▶ [Texte fourni]

« En Afrique, au cours du deuxième trimestre de 2024, 17 pays ont été frappés par 152 opérations terroristes, faisant plus de 5 000 victimes et causant la mort de 1 936 morts ». C’est ce que vient de dévoiler une récente étude publiée par la fondation Maat pour la paix et le développement, en soulignant que ces données pourraient être doublées. Le Nigeria arrive en tête des pays les plus touchés par le terrorisme en 2024 avec 52 opérations recensées. Bien que la plupart des opérations soient attribuées à des inconnus, des éléments armés de Boko Haram et du groupe séparatiste IPOB sont suspectés d’être impliqués dans ces opérations. « Malgré les opérations de sauvetage menées par l’armée nigériane en libérant en mai dernier des centaines des otages kidnappés dans la forêt de Sambisa, le principal bastion de Boko Haram, le mouvement conserve néanmoins sa capacité de manoeuvre de lancer des attaques organisées, de tendre des embuscades et d’utiliser des femmes kamikazes dans certaines attaques », souligne le rapport de Maat.
Le Soudan arrive en deuxième position avec 27 opérations terroristes causant la mort de 694 personnes. Les Forces de soutien rapide sont largement accusées d’être à l’origine de ces violences en ciblant les civils, comme en témoigne le bombardement du village de Wad Al-Noura.
La République démocratique du Congo occupe la troisième place avec 20 opérations terroristes ayant causé la mort à 370 personnes. Ces opérations ont été attribuées aux Forces démocratiques alliées, au mouvement M23 et à la milice Codeco. Selon Maat, la hausse du nombre des victimes est due à une stratégie visant à semer le chaos et à cibler les civils comme en témoigne le massacre de plus de 80 personnes dans la région de Beni.

▶ [Entrées du corpus]
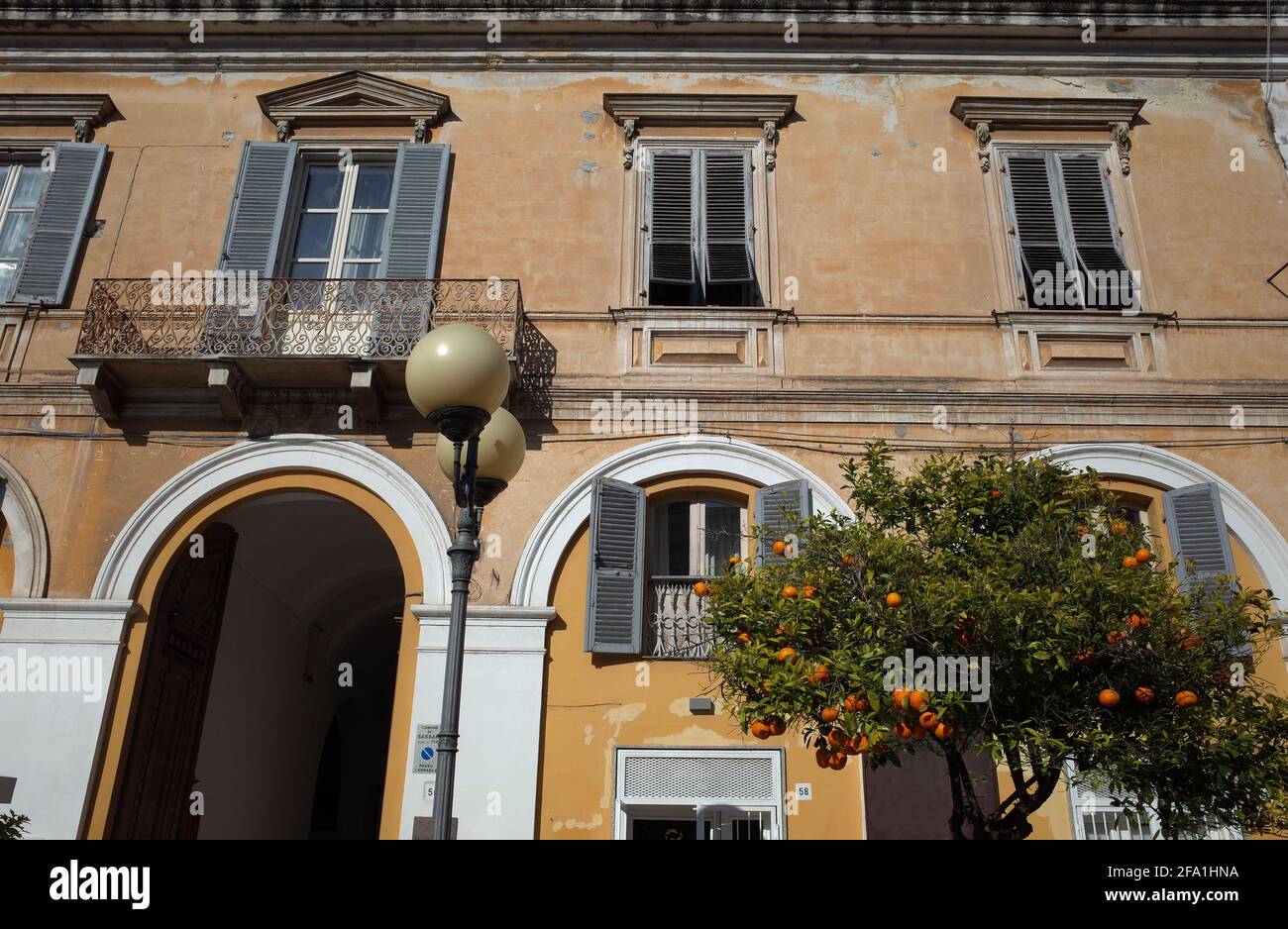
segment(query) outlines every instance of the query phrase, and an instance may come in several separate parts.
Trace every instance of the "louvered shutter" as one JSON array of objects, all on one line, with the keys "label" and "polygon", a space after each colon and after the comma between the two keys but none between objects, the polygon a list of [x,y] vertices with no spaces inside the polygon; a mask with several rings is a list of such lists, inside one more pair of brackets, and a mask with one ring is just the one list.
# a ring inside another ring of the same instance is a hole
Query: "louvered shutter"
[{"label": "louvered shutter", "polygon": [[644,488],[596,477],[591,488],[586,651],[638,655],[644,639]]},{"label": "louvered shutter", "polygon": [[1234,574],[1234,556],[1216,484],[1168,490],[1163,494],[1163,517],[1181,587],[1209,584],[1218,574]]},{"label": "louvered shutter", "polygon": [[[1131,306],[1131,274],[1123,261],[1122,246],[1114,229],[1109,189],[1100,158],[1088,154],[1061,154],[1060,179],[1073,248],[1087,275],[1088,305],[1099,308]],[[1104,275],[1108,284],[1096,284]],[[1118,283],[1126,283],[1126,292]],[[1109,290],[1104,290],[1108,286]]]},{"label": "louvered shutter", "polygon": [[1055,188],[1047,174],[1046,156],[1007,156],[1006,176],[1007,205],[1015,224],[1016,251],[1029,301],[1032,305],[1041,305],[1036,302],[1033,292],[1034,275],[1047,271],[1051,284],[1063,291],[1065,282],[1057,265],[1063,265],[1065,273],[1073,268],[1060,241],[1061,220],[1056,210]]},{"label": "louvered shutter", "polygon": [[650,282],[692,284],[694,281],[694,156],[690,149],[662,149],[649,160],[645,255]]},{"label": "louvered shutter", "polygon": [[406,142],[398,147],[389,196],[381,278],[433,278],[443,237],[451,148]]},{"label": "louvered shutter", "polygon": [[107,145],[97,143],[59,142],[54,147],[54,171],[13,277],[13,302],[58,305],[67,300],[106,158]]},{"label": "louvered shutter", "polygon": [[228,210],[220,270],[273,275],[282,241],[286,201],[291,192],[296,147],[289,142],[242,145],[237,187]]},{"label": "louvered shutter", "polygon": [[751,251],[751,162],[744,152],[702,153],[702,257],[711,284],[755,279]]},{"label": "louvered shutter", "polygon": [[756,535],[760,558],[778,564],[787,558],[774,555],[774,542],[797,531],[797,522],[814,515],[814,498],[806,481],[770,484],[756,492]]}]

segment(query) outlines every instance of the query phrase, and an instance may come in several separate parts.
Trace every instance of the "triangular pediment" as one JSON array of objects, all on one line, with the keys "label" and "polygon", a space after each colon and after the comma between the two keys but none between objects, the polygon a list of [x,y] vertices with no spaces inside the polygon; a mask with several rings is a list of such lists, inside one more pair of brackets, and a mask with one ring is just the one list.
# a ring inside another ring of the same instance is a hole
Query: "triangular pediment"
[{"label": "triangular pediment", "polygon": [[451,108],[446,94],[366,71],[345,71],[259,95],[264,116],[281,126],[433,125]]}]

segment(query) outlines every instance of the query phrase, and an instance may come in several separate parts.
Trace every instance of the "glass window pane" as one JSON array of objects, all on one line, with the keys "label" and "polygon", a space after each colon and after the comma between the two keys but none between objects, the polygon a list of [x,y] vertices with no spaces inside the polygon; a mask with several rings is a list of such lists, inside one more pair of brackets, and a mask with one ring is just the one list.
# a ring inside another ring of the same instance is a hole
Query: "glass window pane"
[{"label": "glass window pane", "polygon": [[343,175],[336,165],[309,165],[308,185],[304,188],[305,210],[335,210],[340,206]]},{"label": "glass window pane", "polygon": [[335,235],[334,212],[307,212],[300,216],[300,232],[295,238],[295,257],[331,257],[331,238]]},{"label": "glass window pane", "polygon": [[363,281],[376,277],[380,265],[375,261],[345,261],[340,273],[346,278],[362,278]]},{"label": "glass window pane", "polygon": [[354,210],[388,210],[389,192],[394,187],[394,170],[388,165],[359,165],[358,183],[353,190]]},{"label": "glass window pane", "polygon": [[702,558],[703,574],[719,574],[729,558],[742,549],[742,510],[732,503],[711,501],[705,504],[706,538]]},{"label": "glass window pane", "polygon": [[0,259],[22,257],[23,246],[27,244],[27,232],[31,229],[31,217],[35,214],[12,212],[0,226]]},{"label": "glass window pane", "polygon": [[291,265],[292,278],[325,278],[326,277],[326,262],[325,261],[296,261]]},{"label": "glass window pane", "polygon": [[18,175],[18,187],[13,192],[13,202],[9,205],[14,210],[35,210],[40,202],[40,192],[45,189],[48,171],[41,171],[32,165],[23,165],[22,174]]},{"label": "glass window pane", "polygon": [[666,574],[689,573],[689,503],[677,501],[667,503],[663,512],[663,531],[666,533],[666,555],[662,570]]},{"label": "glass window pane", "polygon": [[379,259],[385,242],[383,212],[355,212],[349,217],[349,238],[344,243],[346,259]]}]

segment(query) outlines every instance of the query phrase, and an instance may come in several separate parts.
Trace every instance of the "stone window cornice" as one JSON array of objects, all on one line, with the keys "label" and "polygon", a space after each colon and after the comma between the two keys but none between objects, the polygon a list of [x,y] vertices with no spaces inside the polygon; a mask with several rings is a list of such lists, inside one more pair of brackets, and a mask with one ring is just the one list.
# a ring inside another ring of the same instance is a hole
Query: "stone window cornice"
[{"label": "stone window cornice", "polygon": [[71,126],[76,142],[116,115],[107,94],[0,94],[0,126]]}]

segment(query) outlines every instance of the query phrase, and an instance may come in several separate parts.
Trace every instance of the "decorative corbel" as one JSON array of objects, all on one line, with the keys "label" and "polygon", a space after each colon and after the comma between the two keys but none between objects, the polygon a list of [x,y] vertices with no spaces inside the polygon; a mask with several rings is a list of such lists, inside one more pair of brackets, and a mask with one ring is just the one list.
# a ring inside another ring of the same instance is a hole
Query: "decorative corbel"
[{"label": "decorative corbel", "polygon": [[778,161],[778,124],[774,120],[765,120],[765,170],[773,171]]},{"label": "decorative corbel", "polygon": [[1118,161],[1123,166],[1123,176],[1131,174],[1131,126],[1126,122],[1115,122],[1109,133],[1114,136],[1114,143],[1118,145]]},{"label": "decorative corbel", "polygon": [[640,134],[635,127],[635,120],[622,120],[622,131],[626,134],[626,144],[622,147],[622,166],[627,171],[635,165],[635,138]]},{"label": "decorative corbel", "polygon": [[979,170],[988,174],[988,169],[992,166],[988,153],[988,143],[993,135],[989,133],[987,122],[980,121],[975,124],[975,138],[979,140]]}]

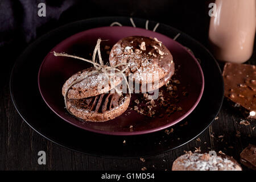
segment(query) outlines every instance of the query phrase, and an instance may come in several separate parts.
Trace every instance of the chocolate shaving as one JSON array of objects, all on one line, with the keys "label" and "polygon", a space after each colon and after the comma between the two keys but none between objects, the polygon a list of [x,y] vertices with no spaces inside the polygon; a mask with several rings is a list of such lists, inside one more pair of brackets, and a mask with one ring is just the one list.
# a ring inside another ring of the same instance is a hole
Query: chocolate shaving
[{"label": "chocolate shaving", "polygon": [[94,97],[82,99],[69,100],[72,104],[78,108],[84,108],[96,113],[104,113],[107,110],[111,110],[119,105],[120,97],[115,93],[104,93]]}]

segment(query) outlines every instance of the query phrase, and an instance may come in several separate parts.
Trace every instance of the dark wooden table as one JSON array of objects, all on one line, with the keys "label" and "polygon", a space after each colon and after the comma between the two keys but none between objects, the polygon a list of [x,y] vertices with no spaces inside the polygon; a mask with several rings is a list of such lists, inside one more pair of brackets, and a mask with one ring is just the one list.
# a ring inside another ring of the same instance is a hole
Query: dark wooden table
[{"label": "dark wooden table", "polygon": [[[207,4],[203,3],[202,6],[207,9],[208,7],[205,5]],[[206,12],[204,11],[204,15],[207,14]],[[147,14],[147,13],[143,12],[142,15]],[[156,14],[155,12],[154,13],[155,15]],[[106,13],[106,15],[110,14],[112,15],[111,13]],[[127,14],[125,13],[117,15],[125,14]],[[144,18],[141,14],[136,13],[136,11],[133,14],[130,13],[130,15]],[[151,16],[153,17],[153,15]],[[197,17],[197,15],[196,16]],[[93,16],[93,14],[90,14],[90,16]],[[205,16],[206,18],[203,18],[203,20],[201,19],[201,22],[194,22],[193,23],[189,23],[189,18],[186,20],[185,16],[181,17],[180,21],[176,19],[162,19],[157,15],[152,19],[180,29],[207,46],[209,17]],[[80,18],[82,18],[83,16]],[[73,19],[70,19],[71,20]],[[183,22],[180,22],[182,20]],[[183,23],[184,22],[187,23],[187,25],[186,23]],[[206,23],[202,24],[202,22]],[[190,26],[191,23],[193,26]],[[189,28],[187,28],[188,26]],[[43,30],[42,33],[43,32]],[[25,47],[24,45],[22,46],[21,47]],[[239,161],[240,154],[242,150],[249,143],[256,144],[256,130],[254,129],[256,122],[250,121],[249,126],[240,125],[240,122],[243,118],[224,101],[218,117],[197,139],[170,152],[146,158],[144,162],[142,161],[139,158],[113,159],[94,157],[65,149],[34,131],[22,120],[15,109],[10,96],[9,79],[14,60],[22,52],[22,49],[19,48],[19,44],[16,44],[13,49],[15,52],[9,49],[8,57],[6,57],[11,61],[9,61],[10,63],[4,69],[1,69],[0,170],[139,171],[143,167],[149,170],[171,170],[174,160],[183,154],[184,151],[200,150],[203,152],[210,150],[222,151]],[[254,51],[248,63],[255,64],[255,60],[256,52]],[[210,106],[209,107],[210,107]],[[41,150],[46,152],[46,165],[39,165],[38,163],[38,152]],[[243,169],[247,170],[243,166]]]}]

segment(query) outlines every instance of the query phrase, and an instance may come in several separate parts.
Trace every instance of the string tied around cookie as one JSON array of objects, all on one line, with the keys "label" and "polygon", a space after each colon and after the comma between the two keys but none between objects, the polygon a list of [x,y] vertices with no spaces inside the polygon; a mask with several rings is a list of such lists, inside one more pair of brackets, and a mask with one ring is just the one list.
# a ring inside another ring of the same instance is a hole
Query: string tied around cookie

▶ [Consignes]
A) D'après le texte sur le terrorisme en Afrique, dans quelle région a eu lieu le massacre de plus de 80 personnes ?
B) Reproduisez sans rien changer le passage du texte sur le terrorisme en Afrique qui commence par les mots « Le Soudan arrive » et se termine par « de Wad Al-Noura. ».

▶ [Réponses]
A) Dans la région de Beni, en République démocratique du Congo.

B)
Le Soudan arrive en deuxième position avec 27 opérations terroristes causant la mort de 694 personnes. Les Forces de soutien rapide sont largement accusées d’être à l’origine de ces violences en ciblant les civils, comme en témoigne le bombardement du village de Wad Al-Noura.